MATERIAL PROVIDED:
+ + +
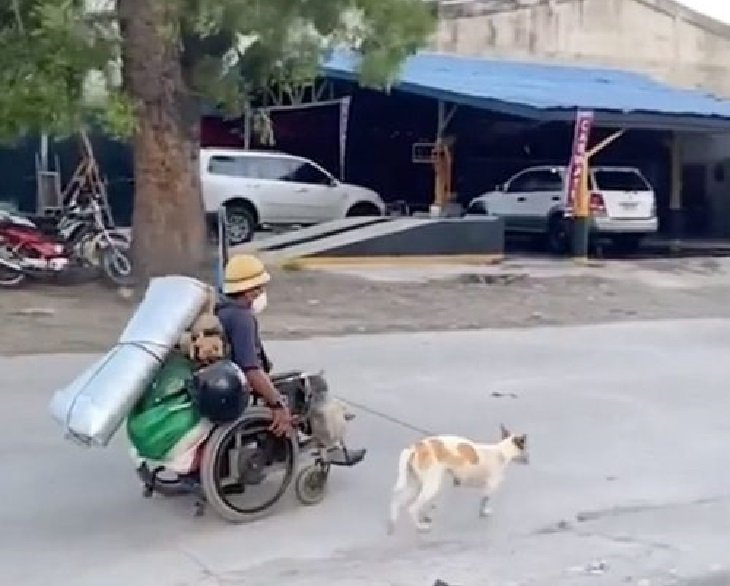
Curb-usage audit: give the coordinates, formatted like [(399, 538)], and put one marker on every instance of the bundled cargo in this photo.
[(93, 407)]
+ + +
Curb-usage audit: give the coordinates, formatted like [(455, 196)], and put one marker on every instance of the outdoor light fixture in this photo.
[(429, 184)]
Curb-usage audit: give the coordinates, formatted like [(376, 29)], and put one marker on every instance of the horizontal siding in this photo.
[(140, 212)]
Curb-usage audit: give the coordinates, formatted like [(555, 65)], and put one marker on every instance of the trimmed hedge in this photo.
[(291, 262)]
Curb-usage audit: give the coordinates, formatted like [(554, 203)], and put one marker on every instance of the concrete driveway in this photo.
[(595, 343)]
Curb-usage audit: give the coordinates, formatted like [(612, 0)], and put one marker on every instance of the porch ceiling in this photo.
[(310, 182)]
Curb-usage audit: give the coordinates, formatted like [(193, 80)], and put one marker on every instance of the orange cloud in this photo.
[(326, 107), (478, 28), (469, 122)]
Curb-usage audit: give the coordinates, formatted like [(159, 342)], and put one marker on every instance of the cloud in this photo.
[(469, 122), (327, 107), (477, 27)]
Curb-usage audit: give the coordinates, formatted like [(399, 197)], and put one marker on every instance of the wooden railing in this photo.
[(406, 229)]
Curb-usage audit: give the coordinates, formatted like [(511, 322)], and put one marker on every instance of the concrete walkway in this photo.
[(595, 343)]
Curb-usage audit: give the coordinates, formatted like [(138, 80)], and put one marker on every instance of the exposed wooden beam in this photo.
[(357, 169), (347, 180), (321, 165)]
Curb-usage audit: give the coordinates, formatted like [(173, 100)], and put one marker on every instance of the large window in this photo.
+ + +
WRITTEN EXERCISE: Reproduce the rows starting at the line that contains "orange cloud in this photo." and ending at the line that contains "window in this photo.", both lines included. Keep every request as it stands, and shift each coordinate in the answers by adding 58 to it.

OUTPUT BELOW:
Curb-usage audit: give the coordinates, formatted like [(193, 80)], and put one marker on every instance of the orange cloud in this photo.
[(384, 165), (536, 86), (527, 180)]
Curb-usage audit: give the coordinates, formatted like [(159, 342)], and put one marker on every instance of the cloud in this photo.
[(527, 180), (385, 165), (535, 85)]
Curb-usage audit: give the coordinates, formatted like [(399, 197)], and put one marker on every instance of the wooden railing in this photo.
[(464, 287)]
Curb-usage audit: give the coordinates, formatted like [(511, 322)], and put one marker on every instance of the concrete walkway in this photo.
[(653, 401)]
Curb-usage audit: give the coordinates, formatted like [(138, 80)], and put one marker on every instance of the exposed wooden beam in this photo.
[(415, 227), (405, 238), (379, 223)]
Curb-usage audit: give the coordinates, formatted like [(173, 100)], and put one marker on every instance of the large window in this photo.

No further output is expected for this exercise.